Given passage:
• • • • •

André-Joseph Pénicaut, a carpenter traveling with d'Iberville, published the first full-length account of the expedition in 1723. According to Pénicaut,

From there [Manchacq] we went five leagues higher and found very high banks called écorts in that region, and in savage called Istrouma which means red stick [bâton rouge], as at this place there is a post painted red that the savages have sunk there to mark the land line between the two nations, namely: the land of the Bayagoulas which they were leaving and the land of another nation—thirty leagues upstream from the baton rouge—named the Oumas.

See also Red Sticks for the ceremonial use of red sticks among the Muscogee. The location of the red pole was presumably at Scott's Bluff, on what is now the campus of Southern University. It was reportedly a thirty-foot-high painted pole adorned with fish bones. The settlement of Baton Rouge by Europeans began in 1721 when a military post was established by French colonists.

===1763-1779: British period===

On February 10, 1763, the Treaty of Paris was signed following France's defeat by Great Britain in the French and Indian War. France ceded its territory in North America to Britain and Spain; Britain gained all French lands east of the Mississippi, except New Orleans.

• • • • •

Available data:
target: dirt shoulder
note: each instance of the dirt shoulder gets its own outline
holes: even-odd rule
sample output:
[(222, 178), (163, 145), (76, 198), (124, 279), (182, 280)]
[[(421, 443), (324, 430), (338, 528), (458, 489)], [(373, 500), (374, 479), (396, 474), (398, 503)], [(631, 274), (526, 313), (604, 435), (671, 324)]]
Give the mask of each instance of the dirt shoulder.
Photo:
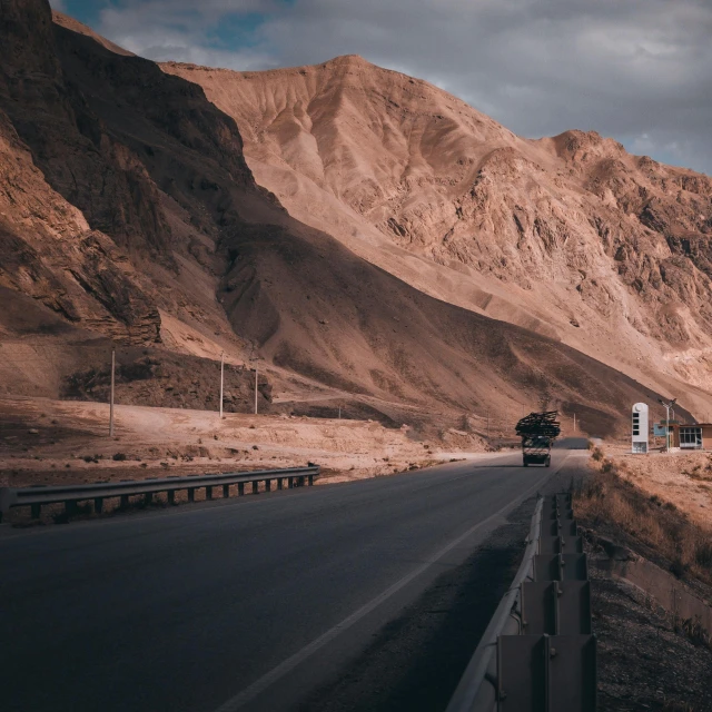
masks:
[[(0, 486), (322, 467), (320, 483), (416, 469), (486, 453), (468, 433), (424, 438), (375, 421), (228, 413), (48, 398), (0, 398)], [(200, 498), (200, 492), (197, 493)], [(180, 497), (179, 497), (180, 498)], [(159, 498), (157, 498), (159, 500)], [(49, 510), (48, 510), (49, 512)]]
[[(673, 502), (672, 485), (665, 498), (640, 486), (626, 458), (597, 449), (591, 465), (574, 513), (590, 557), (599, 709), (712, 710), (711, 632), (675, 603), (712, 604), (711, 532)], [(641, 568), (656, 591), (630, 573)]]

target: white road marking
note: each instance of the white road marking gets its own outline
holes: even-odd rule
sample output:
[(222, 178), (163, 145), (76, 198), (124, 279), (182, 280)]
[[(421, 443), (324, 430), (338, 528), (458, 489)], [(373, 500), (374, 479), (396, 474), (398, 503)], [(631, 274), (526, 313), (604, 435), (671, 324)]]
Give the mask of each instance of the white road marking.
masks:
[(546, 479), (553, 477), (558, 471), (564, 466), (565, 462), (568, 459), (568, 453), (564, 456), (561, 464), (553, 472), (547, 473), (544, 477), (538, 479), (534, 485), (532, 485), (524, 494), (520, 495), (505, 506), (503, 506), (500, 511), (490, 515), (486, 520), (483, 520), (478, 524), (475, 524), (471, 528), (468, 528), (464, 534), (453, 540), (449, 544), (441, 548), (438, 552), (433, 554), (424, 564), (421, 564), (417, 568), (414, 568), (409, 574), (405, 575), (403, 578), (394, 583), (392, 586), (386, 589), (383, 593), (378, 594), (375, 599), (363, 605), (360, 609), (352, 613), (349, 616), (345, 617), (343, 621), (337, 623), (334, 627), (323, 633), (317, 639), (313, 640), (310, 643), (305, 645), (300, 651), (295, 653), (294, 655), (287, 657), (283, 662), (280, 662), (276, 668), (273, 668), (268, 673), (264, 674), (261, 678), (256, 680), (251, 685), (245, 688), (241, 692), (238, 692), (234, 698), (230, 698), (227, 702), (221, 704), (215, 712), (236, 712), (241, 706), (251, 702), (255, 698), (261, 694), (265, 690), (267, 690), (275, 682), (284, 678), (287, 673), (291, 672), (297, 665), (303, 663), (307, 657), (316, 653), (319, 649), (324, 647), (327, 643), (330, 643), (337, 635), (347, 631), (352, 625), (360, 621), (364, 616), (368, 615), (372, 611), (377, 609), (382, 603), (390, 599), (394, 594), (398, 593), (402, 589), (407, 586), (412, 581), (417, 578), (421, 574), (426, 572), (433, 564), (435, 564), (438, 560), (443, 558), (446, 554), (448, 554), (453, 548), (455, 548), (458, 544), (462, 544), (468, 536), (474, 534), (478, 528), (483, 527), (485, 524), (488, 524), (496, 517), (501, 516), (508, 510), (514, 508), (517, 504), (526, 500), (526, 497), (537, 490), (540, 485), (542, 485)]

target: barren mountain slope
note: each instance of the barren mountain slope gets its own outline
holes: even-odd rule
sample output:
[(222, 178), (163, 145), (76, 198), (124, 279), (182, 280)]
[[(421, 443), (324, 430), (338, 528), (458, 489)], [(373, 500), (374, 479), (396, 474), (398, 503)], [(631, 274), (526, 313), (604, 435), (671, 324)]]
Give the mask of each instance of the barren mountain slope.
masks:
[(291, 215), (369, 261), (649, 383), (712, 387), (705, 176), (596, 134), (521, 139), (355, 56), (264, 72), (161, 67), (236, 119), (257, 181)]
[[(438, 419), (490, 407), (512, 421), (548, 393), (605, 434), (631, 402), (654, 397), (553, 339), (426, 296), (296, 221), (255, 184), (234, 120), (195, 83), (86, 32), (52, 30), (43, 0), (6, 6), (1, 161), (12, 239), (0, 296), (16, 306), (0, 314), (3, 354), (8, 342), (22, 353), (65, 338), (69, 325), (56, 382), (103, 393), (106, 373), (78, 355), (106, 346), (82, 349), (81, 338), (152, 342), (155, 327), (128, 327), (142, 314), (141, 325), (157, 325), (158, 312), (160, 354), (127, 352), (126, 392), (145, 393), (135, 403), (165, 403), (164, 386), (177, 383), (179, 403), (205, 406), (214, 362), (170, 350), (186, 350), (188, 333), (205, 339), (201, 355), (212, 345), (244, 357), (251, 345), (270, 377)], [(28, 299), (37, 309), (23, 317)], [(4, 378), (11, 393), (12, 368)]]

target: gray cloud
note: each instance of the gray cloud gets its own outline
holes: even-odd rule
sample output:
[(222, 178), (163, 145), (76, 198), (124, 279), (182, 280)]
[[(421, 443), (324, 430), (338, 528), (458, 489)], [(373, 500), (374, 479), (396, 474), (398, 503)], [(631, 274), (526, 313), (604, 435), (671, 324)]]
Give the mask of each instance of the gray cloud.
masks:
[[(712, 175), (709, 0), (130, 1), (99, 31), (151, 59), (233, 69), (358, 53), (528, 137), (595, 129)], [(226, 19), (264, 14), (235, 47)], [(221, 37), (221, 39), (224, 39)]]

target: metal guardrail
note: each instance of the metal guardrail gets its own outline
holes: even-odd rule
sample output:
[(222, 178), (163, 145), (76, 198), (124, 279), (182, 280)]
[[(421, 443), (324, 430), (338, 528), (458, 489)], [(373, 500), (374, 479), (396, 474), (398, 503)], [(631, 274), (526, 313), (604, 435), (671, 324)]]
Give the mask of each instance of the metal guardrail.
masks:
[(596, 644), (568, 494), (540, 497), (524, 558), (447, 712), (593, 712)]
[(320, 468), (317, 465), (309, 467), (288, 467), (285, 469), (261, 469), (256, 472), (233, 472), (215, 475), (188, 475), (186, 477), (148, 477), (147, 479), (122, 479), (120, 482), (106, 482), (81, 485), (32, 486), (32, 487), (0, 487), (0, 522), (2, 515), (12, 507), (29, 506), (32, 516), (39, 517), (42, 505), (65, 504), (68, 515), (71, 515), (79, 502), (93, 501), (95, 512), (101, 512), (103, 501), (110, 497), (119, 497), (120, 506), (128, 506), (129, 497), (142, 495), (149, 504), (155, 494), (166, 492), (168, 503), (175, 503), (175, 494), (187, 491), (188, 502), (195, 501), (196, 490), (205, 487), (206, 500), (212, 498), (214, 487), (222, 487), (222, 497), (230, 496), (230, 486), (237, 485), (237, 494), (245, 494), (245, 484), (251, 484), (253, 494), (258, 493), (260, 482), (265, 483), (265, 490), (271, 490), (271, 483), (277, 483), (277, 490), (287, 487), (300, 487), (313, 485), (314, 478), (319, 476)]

• • • • •

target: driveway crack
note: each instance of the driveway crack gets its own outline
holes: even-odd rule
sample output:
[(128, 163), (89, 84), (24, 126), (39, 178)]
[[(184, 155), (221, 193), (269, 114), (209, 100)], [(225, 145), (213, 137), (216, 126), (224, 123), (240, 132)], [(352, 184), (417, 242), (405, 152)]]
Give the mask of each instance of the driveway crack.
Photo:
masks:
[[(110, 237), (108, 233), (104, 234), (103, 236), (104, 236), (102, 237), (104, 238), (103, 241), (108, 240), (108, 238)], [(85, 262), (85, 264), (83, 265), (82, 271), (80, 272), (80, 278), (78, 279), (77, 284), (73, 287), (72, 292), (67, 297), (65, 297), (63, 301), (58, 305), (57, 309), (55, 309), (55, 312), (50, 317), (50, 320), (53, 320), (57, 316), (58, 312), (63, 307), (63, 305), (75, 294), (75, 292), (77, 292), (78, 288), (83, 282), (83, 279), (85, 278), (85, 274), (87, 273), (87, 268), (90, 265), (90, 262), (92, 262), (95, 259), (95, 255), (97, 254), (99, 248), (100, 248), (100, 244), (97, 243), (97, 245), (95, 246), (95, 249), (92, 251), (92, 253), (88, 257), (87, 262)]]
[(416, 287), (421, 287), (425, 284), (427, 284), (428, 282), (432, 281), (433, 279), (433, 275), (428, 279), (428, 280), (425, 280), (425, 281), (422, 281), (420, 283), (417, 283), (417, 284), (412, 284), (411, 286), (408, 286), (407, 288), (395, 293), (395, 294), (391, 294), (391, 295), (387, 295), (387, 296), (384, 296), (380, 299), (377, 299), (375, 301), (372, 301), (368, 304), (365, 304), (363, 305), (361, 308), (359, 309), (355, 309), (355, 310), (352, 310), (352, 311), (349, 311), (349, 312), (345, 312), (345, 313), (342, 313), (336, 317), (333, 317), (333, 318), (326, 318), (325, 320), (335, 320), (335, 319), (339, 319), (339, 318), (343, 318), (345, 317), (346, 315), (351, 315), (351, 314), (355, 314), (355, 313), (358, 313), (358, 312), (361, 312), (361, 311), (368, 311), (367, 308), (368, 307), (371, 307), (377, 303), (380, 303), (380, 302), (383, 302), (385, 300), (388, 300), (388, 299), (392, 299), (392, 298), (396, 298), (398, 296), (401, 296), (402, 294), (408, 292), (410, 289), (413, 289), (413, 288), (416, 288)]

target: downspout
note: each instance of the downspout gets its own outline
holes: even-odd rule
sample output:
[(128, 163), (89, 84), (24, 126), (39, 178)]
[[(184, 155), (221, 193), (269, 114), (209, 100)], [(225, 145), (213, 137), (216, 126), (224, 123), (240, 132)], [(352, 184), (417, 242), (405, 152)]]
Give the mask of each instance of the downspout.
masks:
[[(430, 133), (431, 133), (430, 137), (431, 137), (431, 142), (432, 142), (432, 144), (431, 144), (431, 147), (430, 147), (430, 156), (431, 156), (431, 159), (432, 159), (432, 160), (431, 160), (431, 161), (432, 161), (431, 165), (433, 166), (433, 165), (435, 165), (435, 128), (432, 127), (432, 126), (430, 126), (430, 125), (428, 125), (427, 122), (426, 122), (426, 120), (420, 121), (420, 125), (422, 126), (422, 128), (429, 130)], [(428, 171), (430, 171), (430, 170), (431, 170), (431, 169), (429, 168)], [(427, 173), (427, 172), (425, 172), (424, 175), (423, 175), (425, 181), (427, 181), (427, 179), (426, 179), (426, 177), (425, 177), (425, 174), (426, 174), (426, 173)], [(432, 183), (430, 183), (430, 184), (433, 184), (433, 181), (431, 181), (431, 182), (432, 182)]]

• • • • •

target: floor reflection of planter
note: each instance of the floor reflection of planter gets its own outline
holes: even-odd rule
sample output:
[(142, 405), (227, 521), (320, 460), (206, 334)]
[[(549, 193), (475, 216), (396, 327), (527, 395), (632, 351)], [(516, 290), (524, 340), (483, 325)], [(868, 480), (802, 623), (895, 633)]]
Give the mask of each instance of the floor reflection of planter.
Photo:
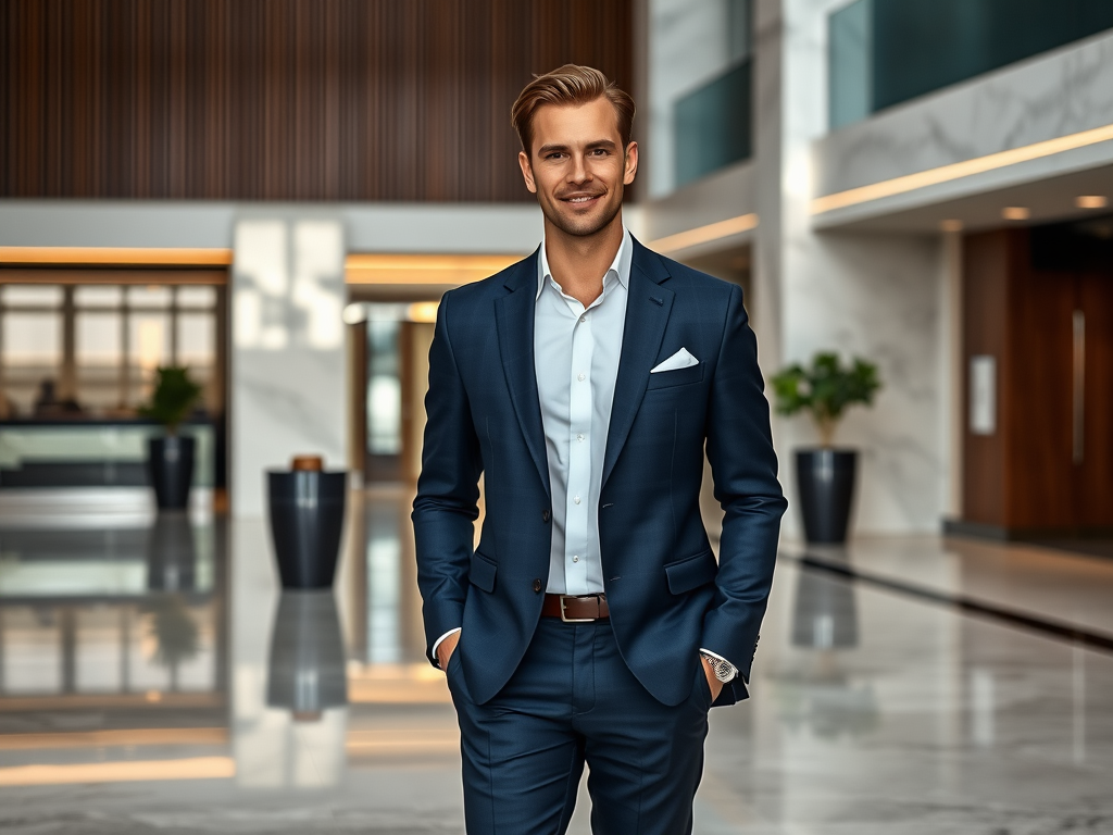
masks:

• • • • •

Tasks to complete:
a: Name every Native American people mentioned in the Baton Rouge history passage.
b: Using the Baton Rouge history passage, answer these questions:
(i) What was André-Joseph Pénicaut's trade?
(ii) What does the name Istrouma mean?
(iii) On what date was the Treaty of Paris signed?
c: Continue the Baton Rouge history passage from where it stops.

Answers given:
a: Bayagoulas, Oumas, Muscogee

b:
(i) He was a carpenter.
(ii) Red stick.
(iii) February 10, 1763.

c:
During the Great Expulsion concurrent with the French and Indian War, the North American front of the French and Indian War, British colonial officers expelled about 11,000 Acadians from Acadia from eastern Canada. Many were transported to France and subsequently resettled in southern Louisiana (New Spain); they settled in an area west and south of Baton Rouge that would come to be known as Acadiana. The first group of Acadian settlers arrived in 1765, with Joseph Broussard. (At this point the Mississippi River was the dividing line between the newly-Spanish jurisdiction on the west, including Acadiana, and the newly-British West Florida, including Baton Rouge, on the east side.)

Eventually the settlers began calling themselves Cajuns, a name derived from Acadians (French: Acadiens.) They maintained a separate culture from that of later Anglo-American Southern Baptist settlers, continuing their traditions of distinct clothing, music, food, and Catholic faith. Today their descendants are part of the rich cultural “gumbo” of the Baton Rouge area.

Baton Rouge, now part of the newly established British province of West Florida, suddenly had strategic significance as the southwesternmost corner of British North America. Spain for a period had rule of New Orleans and all of the former French lands on the west side of the Mississippi River. They administered numerous historically-French colonial towns, such as St. Louis and Ste. Genevieve in present-day Missouri.

Baton Rouge slowly developed as a town under British rule. The authorities, headquartered in Pensacola, awarded land grants and were successful in attracting European-American settlers. When the older British colonies on the Atlantic coast of North America rebelled, beginning in 1775, the newer colony of West Florida — lacking a history of local government and distrustful of the potentially hostile Spanish nearby — remained loyal to the British Crown.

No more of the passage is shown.